* _Work instructions_: Among the records, which lines hold the word "dark"? Pick them out.

[Start of section]

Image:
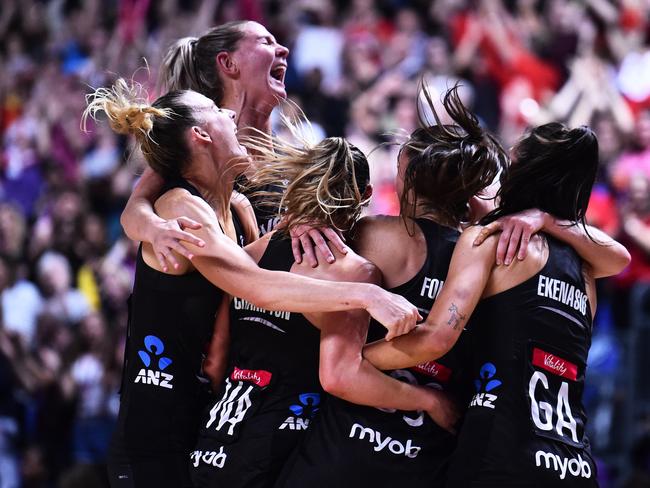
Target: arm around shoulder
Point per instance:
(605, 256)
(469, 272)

[End of section]
[Start of section]

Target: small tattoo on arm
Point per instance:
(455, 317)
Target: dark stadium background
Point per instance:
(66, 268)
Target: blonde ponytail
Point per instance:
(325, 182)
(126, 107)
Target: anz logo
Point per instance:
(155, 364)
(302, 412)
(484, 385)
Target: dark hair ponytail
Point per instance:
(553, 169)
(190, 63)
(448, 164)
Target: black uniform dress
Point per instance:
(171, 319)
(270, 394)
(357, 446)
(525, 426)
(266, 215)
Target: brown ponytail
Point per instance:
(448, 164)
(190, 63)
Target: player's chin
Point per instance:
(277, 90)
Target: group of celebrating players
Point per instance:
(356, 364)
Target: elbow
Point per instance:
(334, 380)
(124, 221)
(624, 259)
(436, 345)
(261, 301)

[End of section]

* _The answer_:
Target: dark stadium background
Target: dark hair ponytail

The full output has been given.